Supplied passage:
•••

Re: UCaRtMaAI paper

From: Tim Freeman (tim@fungible.com)
Date: Fri Nov 23 2007 - 09:20:36 MST


From: "Wei Dai" <weidai@weidai.com>
>Tim, have you read my recent posts titled "answers I'd like from an SI" and
>"answers I'd like, part 2"?

No, I hadn't, but now I have. Your issue there seems to be that you
want some scheme that has verbal communication near enough to its core
so that answering a question is regarded as something more fundamental
than making noises to satisfy the stupid humans. You feel frustrated
that none of the existing schemes based on optimizing some utility
function do that. I agree that that would be nice to have. I don't
see it as essential, in the sense that I can imagine a useful and
friendly AI that doesn't treat verbal communication as special in any
way.

There is a laundry list of questions in your 13 Nov 2007 "answers I'd
like, part 2" post, and some concerns about what might go wrong if
those questions are answered wrong. However, I still don't see
question-answering as essential, in the sense that making the errors
you described seems similar in kind to me to incorrectly guessing that
everyone wants to die and then helping them out. There are all sorts
of incorrect guesses that could be made, and the ones you list do not
seem to me to be more likely than other mistakes that don't revolve
around philosophical questions.

>I don't think that helps too much, because if everyone knows that the AI
>will stop helping only temporarily, they will take that into account and
>still not act in ways that reveal their true utilities.

It would give some useful information. If I'm hungry for an apple
now, and the AI says it won't help me until tomorrow, thoughts about
the AI's help tomorrow aren't going to affect much my present attempts
to get the apple.

So far as I can tell, you are arguing that my scheme isn't perfect. I
agree with that statement, but in the absence of a perfect or even a
conjectured-to-be-better scheme, I'm not very interested.

•••

Records supplied:
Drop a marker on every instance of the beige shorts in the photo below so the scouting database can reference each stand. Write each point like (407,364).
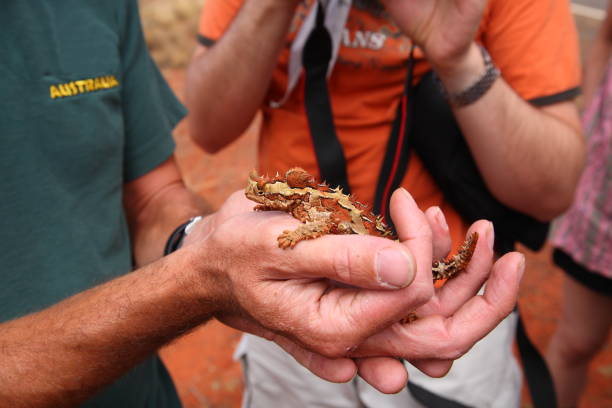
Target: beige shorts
(487,376)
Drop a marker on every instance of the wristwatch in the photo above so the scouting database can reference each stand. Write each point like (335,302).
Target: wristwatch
(478,88)
(178,235)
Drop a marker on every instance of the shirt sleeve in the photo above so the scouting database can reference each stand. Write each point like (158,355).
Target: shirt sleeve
(215,18)
(150,108)
(535,45)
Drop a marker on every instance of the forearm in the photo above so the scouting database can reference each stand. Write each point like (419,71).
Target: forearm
(175,205)
(228,81)
(155,205)
(64,354)
(529,157)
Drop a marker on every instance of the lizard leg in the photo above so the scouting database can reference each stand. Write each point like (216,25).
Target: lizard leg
(458,263)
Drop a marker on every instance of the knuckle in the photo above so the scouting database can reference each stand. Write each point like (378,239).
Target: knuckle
(343,265)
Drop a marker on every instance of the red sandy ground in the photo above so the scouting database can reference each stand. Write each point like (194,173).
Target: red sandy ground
(201,362)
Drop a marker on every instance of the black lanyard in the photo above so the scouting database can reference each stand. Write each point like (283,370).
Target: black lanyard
(328,150)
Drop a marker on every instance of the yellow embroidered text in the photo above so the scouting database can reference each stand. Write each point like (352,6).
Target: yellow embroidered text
(75,88)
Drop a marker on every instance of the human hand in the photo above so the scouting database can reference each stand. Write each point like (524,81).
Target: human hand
(453,320)
(443,29)
(300,298)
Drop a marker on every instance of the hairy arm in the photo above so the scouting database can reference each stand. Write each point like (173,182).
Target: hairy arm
(530,157)
(155,204)
(228,81)
(64,354)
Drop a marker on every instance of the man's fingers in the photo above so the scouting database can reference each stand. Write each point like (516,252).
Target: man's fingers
(440,234)
(433,367)
(338,370)
(438,337)
(388,375)
(357,260)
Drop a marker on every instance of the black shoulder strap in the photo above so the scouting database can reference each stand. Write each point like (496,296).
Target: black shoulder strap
(315,59)
(397,154)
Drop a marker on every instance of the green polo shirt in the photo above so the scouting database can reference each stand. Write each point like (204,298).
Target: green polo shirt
(83,110)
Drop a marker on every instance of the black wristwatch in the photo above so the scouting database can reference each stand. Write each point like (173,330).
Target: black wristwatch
(478,88)
(176,238)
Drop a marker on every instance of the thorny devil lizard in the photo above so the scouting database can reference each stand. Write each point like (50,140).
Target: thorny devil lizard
(325,210)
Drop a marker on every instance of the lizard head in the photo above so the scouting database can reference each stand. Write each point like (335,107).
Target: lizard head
(279,192)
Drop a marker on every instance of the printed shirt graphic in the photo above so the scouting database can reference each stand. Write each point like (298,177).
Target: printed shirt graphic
(533,43)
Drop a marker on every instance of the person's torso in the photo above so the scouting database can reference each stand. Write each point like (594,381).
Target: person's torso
(61,167)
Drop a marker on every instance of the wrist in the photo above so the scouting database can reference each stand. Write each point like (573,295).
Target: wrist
(460,72)
(470,79)
(175,241)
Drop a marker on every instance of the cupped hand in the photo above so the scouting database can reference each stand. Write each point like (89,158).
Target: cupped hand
(454,319)
(319,300)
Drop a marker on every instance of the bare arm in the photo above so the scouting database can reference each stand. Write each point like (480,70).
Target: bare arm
(228,81)
(155,204)
(64,354)
(233,269)
(598,57)
(529,157)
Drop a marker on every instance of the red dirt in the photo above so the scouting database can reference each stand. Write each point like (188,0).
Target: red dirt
(201,363)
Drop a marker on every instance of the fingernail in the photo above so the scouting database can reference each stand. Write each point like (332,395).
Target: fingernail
(440,218)
(521,265)
(491,236)
(394,267)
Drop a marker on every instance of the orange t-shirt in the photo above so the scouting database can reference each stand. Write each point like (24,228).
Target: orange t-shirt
(534,44)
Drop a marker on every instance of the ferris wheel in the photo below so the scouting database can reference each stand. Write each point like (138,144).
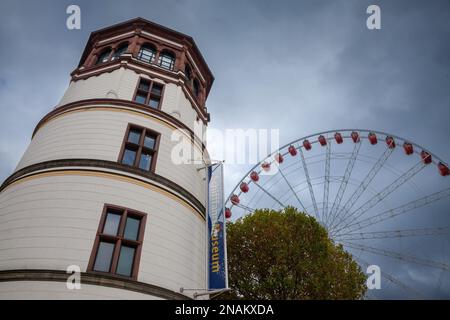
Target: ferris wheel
(384,198)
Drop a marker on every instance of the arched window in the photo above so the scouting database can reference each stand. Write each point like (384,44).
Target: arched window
(188,72)
(120,50)
(104,56)
(166,60)
(196,88)
(147,53)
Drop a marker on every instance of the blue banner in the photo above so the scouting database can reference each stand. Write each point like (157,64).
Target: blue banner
(217,270)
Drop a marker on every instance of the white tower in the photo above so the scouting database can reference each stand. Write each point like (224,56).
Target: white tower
(97,187)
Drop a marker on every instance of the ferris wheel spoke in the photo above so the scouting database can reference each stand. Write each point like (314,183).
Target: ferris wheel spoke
(363,185)
(308,179)
(392,213)
(394,234)
(326,185)
(382,194)
(392,279)
(398,256)
(344,183)
(269,194)
(292,189)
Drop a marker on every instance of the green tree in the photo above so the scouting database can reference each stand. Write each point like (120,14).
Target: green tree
(288,255)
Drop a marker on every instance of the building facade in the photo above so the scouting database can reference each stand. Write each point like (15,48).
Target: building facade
(98,189)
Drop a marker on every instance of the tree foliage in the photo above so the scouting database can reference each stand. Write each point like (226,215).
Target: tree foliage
(288,255)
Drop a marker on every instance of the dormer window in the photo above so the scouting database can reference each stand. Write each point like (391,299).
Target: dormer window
(120,50)
(147,53)
(196,88)
(188,72)
(104,56)
(166,60)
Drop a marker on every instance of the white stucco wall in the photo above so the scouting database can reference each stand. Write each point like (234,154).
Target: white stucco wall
(31,290)
(50,221)
(98,134)
(121,84)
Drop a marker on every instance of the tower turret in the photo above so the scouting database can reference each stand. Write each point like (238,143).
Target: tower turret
(97,188)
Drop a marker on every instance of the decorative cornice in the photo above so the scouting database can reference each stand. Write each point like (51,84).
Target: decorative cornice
(55,165)
(92,279)
(140,67)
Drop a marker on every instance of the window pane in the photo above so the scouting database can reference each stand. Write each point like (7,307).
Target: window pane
(149,142)
(119,51)
(103,57)
(144,85)
(140,98)
(145,161)
(146,54)
(104,256)
(125,264)
(154,102)
(131,228)
(134,136)
(128,157)
(157,89)
(196,88)
(166,61)
(112,223)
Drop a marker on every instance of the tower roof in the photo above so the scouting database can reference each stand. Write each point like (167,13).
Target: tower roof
(149,26)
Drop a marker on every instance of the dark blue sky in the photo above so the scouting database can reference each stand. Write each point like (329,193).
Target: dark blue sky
(298,66)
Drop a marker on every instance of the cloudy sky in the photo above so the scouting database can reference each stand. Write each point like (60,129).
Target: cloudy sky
(298,66)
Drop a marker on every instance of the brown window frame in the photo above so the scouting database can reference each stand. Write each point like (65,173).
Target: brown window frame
(149,94)
(140,147)
(118,240)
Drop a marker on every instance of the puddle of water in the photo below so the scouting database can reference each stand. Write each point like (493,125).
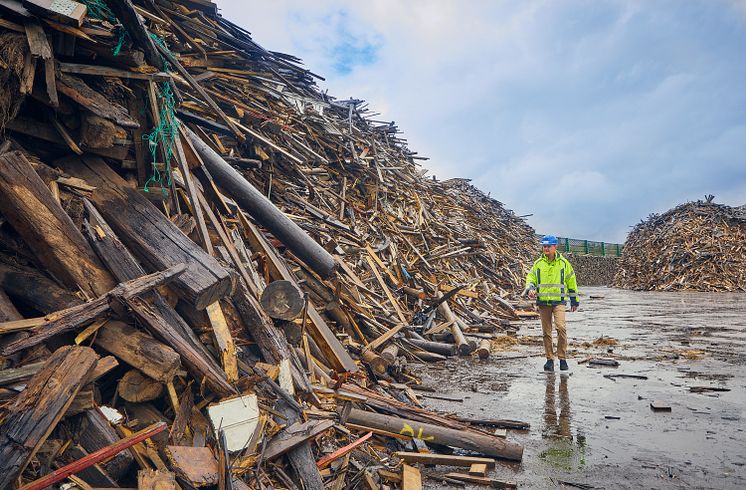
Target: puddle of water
(586,428)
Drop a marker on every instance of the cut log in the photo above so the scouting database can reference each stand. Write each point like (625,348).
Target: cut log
(78,316)
(374,361)
(30,207)
(464,347)
(483,351)
(135,387)
(139,350)
(149,235)
(472,440)
(152,310)
(155,479)
(39,408)
(262,209)
(389,353)
(436,347)
(282,300)
(411,478)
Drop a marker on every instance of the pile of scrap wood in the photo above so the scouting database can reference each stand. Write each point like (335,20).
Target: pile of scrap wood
(212,273)
(697,246)
(593,270)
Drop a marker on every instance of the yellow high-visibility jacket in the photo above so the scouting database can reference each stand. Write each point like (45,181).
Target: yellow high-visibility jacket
(554,281)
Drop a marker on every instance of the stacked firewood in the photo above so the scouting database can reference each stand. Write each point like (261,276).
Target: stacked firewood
(698,246)
(593,270)
(213,273)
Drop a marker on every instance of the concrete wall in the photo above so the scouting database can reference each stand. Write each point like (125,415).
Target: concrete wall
(592,270)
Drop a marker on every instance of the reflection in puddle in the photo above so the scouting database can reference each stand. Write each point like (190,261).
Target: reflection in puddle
(557,426)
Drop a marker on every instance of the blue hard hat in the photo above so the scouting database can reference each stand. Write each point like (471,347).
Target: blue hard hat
(549,240)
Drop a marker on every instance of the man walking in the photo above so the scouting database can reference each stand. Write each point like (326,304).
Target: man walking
(551,280)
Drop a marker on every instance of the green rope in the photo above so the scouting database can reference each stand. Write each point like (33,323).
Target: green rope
(163,135)
(98,9)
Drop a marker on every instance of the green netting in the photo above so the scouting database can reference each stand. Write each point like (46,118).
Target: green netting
(165,134)
(98,9)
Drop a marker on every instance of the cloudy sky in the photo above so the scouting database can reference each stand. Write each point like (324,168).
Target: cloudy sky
(588,114)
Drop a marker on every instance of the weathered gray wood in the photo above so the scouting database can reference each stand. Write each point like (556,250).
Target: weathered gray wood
(38,409)
(77,316)
(30,207)
(149,235)
(77,90)
(472,440)
(34,289)
(152,310)
(139,350)
(262,209)
(125,12)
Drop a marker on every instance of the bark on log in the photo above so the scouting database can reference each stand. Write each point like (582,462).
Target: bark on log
(94,433)
(262,209)
(149,235)
(39,408)
(483,351)
(139,350)
(436,347)
(464,347)
(31,209)
(389,353)
(472,440)
(152,310)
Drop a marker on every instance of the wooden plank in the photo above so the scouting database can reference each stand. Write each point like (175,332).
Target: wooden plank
(37,410)
(295,435)
(331,457)
(67,12)
(29,206)
(224,341)
(481,480)
(156,480)
(96,457)
(77,316)
(80,92)
(149,235)
(444,459)
(411,478)
(106,71)
(386,289)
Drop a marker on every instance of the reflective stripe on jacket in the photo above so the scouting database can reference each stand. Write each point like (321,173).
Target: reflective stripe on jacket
(554,281)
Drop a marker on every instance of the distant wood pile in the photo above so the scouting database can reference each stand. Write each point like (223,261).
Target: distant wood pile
(698,246)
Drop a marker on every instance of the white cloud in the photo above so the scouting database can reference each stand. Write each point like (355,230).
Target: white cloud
(638,106)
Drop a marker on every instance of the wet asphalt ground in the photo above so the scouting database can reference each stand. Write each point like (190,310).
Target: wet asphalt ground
(588,429)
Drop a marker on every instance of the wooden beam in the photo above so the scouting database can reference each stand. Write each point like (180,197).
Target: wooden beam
(31,209)
(38,409)
(444,459)
(411,478)
(149,235)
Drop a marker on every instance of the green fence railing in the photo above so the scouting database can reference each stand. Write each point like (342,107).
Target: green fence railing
(589,247)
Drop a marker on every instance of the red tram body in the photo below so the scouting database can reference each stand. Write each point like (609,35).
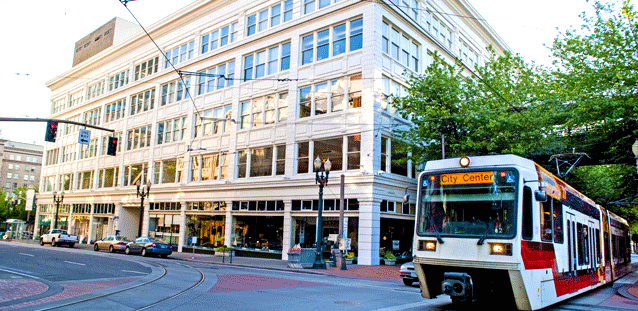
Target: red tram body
(503,227)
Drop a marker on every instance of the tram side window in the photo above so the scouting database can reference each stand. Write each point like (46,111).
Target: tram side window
(558,221)
(546,221)
(581,245)
(528,221)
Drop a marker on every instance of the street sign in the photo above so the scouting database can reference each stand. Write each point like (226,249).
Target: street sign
(30,200)
(84,136)
(344,244)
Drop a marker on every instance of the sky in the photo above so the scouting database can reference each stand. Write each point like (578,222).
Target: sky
(39,39)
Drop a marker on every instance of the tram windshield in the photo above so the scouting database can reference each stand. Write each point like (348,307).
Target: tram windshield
(474,204)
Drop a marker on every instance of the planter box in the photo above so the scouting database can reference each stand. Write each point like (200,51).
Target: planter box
(293,260)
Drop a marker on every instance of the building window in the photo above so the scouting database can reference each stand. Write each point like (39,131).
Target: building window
(400,47)
(327,97)
(93,117)
(264,110)
(216,78)
(175,91)
(180,54)
(395,158)
(171,130)
(209,167)
(108,177)
(319,43)
(95,90)
(139,138)
(142,101)
(115,111)
(118,80)
(219,37)
(266,62)
(169,171)
(269,17)
(146,68)
(213,121)
(133,173)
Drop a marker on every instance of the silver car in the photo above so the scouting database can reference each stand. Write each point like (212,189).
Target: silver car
(407,273)
(112,243)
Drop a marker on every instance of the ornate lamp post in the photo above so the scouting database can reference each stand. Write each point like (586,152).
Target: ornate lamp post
(320,168)
(57,199)
(142,192)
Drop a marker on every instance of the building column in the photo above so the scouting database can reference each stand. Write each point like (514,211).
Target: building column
(117,217)
(229,223)
(182,227)
(369,232)
(146,218)
(36,222)
(289,230)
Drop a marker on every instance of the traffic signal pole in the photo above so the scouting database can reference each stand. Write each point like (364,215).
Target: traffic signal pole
(55,120)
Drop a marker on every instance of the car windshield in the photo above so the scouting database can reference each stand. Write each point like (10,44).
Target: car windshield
(157,240)
(472,204)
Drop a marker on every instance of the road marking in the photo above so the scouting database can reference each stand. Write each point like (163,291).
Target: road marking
(131,271)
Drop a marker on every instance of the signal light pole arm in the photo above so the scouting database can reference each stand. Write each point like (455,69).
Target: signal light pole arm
(56,120)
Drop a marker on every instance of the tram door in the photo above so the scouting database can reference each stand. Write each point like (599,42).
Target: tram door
(572,243)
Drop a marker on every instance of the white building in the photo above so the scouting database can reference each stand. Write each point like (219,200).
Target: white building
(226,119)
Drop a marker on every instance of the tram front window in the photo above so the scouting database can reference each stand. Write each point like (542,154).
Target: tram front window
(471,204)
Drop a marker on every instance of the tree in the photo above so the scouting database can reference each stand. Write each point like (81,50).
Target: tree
(496,110)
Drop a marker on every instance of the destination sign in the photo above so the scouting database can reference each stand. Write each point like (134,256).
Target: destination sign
(467,178)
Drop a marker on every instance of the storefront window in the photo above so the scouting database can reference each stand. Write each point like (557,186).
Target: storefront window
(164,226)
(209,230)
(258,232)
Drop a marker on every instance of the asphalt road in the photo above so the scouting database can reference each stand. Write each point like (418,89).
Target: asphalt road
(33,277)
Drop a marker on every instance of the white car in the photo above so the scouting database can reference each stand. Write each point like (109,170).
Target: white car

•••

Instructions:
(A) Could you copy the reply from "There is a laundry" up to and including "their true utilities.", replacing "laundry list" with "long list"?
(B) Which lines of the records contain the word "banner"? Copy out each of them.
The reply and the records are unrelated to each other.

Solutions to each task:
(A)
There is a long list of questions in your 13 Nov 2007 "answers I'd
like, part 2" post, and some concerns about what might go wrong if
those questions are answered wrong. However, I still don't see
question-answering as essential, in the sense that making the errors
you described seems similar in kind to me to incorrectly guessing that
everyone wants to die and then helping them out. There are all sorts
of incorrect guesses that could be made, and the ones you list do not
seem to me to be more likely than other mistakes that don't revolve
around philosophical questions.

>I don't think that helps too much, because if everyone knows that the AI
>will stop helping only temporarily, they will take that into account and
>still not act in ways that reveal their true utilities.

(B)
Drop a marker on every instance of the blue banner in the photo above so the scouting database can reference each stand. Write each point like (157,64).
Target: blue banner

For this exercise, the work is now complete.